(Reading passage begins)

Saturday, February 21, 2009


The only thing better than this:

#52, East Wall, Dublin

. . . is its proximity to this:

Sean O'Casey Community Centre,
East Wall, Dublin

Officially, it's the Sean O'Casey Community Centre, but since its completion in September 2008, Dubliners have dubbed the new building in the East Wall "The Cheese". One thing I've learned is that if the Irish take the time to slag you or call you by a nickname you can't quite decide if you should laugh at take offense, they generally think you're all right. If they don't like you or if you bore them, they simply won't bother. This rule applies to buildings as much as people. Statues and landmarks all over Dublin have livelier names than the ones in the guidebooks.

Consider some of the old familiars. There's Molly Malone with her wheelbarrow (the Tart with the Cart) or the now-gone-missing Anna Livia Plurabelle in her cascading fountain (the Floozie in the Jacuzzi). Unfortunately for Anna, the real-life version of James Joyce's poetic embodiment of the River Liffey was not only called the Hooer in the Sewer but also repeatedly vandalized and eventually removed by the Dublin City Council for safekeeping, whatever that means; Ms. Plurabelle's since been replaced by the tall stainless steel spire (the Stiletto in the Ghetto or the Why in the Sky, depending on if you lean toward the sociological or the philosophical). And though it resembles a sporting trophy of some kind, I'm partial to the Phil Lynott propped outside Bruxelles: the Ace with the Bass, of course. As for the East Wall's new neighbor, the Cheese so far stands alone. But the Cheese by the Quays? Mightn't be the worst, if you're feeling rhymey.

Contrary to popular belief (my snarkitectural one-liners have been quoted anonymously, I'm proud to say, not once but twice in the Irish Times, including my level-headed suggestion that an ugly new building beside City Hall be wrapped Jean-Claude Christo-style), I really enjoy when a new building emerges that just gets it right.

(Reading passage ends)
(Data to examine begins)

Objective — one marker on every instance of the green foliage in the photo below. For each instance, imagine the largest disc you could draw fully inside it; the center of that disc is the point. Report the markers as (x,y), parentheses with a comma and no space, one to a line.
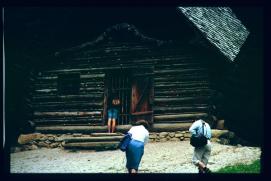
(254,167)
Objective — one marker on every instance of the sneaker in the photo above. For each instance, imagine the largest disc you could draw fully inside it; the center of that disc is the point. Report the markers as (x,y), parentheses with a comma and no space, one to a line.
(201,171)
(207,170)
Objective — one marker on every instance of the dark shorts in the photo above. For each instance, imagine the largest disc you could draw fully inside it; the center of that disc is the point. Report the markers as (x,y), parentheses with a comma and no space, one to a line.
(113,113)
(134,154)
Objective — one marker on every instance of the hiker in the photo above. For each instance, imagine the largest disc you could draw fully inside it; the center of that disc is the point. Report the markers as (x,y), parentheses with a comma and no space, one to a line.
(135,151)
(201,154)
(113,114)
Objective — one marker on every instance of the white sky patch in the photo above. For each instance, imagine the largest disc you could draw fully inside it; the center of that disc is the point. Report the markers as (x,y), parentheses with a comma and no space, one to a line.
(4,119)
(220,26)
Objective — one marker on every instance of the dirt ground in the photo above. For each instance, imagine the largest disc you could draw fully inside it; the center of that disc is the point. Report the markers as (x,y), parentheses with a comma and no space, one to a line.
(159,157)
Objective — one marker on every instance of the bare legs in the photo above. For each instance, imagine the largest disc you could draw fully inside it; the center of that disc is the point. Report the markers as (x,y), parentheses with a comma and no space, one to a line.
(111,125)
(203,168)
(132,171)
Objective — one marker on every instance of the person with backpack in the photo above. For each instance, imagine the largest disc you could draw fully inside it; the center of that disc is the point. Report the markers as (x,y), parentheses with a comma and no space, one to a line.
(113,114)
(139,138)
(200,139)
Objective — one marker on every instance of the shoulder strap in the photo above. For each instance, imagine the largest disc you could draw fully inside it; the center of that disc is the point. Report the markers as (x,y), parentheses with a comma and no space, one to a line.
(203,128)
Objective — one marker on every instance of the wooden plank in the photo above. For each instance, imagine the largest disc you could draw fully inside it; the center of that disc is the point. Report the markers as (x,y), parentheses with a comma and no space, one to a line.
(170,127)
(182,116)
(179,99)
(54,114)
(162,109)
(142,113)
(92,139)
(92,145)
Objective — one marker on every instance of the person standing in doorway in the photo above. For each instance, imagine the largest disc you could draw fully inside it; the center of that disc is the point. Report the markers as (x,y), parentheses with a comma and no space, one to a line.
(113,114)
(140,136)
(201,154)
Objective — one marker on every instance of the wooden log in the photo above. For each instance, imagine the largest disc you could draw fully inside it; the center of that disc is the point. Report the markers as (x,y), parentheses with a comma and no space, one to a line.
(170,78)
(64,122)
(67,107)
(178,71)
(80,129)
(179,99)
(92,145)
(189,85)
(180,116)
(55,114)
(48,98)
(162,109)
(92,139)
(106,134)
(170,127)
(142,113)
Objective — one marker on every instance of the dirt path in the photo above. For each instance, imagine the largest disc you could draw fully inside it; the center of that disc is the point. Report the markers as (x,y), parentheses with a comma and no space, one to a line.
(167,157)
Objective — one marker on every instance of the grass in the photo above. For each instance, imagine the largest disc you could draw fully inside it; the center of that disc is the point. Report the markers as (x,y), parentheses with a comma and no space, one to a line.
(254,167)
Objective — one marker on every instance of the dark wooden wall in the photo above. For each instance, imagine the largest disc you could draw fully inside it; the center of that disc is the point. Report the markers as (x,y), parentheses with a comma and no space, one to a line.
(181,83)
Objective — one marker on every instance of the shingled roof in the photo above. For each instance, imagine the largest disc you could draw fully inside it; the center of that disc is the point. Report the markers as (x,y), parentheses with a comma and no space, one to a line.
(220,26)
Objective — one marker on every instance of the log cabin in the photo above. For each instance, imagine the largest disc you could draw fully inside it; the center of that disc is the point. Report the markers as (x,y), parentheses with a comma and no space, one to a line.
(165,82)
(159,81)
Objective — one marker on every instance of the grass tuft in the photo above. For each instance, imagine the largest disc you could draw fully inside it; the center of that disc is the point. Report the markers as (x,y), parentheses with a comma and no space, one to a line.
(254,167)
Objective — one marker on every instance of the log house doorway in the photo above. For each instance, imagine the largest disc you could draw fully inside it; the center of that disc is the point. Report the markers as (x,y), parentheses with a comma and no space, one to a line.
(118,83)
(134,88)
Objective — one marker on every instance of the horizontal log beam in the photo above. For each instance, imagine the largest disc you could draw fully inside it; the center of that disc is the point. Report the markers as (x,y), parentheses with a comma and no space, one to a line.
(80,129)
(92,145)
(92,139)
(181,108)
(161,127)
(180,116)
(177,71)
(53,114)
(177,99)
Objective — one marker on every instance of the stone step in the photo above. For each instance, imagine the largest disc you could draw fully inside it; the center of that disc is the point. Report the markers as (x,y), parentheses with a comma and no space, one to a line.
(92,139)
(99,146)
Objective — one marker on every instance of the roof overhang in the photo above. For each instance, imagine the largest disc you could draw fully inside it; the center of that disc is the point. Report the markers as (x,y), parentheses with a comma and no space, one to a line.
(220,26)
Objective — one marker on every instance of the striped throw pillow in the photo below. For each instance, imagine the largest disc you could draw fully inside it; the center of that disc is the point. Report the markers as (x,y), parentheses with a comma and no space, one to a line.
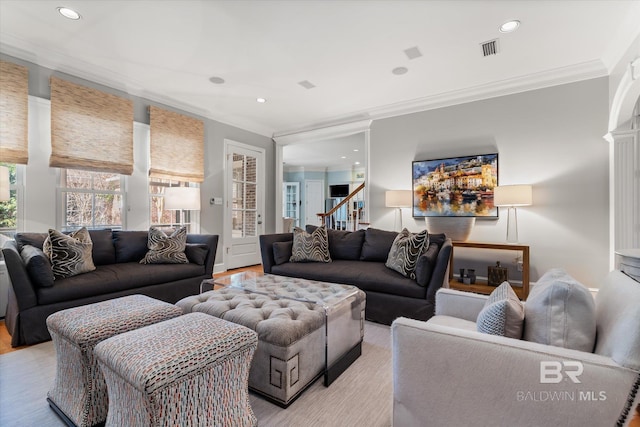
(70,255)
(405,251)
(165,249)
(312,247)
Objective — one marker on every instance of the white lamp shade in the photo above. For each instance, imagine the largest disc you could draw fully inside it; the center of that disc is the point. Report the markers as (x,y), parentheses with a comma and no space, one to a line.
(182,198)
(513,195)
(4,184)
(397,198)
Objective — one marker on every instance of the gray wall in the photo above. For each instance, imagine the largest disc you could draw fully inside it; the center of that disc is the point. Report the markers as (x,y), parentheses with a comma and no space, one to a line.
(40,181)
(550,138)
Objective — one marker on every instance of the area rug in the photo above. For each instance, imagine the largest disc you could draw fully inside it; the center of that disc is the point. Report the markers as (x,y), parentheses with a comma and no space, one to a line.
(361,396)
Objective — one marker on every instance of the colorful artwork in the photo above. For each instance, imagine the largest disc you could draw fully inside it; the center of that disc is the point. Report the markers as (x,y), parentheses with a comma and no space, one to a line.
(456,186)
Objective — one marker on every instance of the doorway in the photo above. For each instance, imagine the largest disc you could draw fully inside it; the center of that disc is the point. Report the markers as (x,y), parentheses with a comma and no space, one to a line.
(244,209)
(314,200)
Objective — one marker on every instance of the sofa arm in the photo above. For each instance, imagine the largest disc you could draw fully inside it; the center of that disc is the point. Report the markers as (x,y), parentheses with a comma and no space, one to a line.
(23,289)
(211,240)
(460,304)
(266,248)
(440,275)
(446,376)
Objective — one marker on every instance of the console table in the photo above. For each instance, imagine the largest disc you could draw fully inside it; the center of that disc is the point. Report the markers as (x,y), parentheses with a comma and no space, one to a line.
(481,286)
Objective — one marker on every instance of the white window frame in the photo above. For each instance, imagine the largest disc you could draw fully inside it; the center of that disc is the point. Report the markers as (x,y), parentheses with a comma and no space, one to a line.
(62,210)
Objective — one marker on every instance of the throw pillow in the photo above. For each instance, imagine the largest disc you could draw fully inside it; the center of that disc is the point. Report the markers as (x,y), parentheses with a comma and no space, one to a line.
(502,314)
(165,249)
(560,311)
(70,255)
(282,252)
(38,266)
(310,246)
(405,251)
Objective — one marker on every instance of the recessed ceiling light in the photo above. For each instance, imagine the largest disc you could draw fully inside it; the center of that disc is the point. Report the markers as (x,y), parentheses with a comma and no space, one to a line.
(399,70)
(69,13)
(509,26)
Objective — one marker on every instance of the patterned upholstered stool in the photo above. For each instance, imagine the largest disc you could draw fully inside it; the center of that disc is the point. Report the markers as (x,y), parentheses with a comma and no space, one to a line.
(304,329)
(188,371)
(79,393)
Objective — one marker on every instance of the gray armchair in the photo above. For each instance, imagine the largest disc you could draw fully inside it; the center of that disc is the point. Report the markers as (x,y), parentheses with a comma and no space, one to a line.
(446,373)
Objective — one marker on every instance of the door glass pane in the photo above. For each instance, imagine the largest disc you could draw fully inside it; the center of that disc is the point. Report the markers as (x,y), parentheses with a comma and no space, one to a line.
(250,224)
(250,196)
(237,225)
(238,193)
(238,167)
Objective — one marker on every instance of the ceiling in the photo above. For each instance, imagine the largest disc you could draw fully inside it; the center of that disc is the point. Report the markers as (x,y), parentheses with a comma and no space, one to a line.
(167,51)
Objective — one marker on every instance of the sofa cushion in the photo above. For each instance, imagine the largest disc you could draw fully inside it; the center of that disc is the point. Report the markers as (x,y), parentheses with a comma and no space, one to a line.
(196,252)
(130,246)
(405,251)
(502,314)
(103,251)
(343,244)
(377,244)
(427,263)
(368,276)
(560,311)
(282,252)
(312,247)
(106,279)
(38,266)
(165,249)
(71,254)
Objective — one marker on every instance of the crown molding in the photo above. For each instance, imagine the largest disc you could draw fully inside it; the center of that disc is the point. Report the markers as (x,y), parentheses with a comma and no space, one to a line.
(549,78)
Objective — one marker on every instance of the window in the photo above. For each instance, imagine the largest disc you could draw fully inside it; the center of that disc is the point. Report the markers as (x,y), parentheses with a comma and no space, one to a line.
(9,208)
(91,199)
(161,217)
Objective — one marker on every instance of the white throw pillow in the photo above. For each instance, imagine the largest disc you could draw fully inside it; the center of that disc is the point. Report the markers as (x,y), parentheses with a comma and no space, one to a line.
(502,314)
(560,311)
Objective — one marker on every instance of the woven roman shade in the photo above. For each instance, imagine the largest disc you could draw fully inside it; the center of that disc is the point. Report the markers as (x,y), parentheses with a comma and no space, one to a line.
(90,129)
(14,104)
(177,146)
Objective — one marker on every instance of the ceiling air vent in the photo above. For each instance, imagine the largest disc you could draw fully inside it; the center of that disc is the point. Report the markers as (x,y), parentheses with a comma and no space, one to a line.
(490,47)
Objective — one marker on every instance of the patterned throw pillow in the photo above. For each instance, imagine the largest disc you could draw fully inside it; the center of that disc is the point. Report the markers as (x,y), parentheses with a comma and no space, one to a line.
(502,314)
(310,247)
(70,255)
(405,251)
(165,249)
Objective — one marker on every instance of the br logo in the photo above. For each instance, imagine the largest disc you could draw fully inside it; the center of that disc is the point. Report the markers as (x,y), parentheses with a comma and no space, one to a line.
(552,372)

(Data to examine ends)

→ **Tasks and exercises**:
(1) In the Dublin buildings post, what nickname have Dubliners given the Sean O'Casey Community Centre?
(2) Please proceed with the Dublin buildings post, starting right after its final sentence.
The lines are separate material, unrelated to the Dublin buildings post.

→ **Exercise responses**:
(1) They call it "The Cheese."

(2)
On my most recent trip to Dublin in January, this was one of my first stops. The pictures I'd seen looked whimsical and playful and I never pass up an opportunity to go for a cold, rainy cycle through the docklands. Despite a few disappointments -- the view of the ground level was blocked by some ugly temporary hoardings and the center wasn't yet open for an interior look about -- the new building was a welcome sight. How many buildings actually make you smile as you approach? For a community center, the playful vibe meshes well with the functionality of the concrete structure. The "holes" in the wall are porthole-style windows that offer varying views from the different levels inside. The color scheme of faded robin's egg blue, deep red, and honey-colored wood is fresh and unexpected.

I'd be curious to see how the building gets on once the community center opens its doors. In the meantime, well done to architects O'Donnell + Tuomey for bringing an imaginative new structure to the skyline of Dublin and giving me a reason to sharpen my somewhat dull skills in kudos distribution. I'd hate to only be known for my snark. Or would I?

If you see this door, knock and tell the architects "Thank you."


Jackie said...

I think you'll like this:
The music teacher at my elementary school played the accordion. I had him from K-8th grade. Some of my most vivid memories are of my class singing "Molly Malone" while he walked around our desks (arranged all in straight lines- like Madeline) and played the accordion.

"Now her ghost wheels her barrow,
Through streets broad and narrow,
Crying, "Cockles and mussels, alive, alive, oh!"

It was kind of fabulous.

Julie said...

Did Binney & Smith have a "faded robin's egg blue"?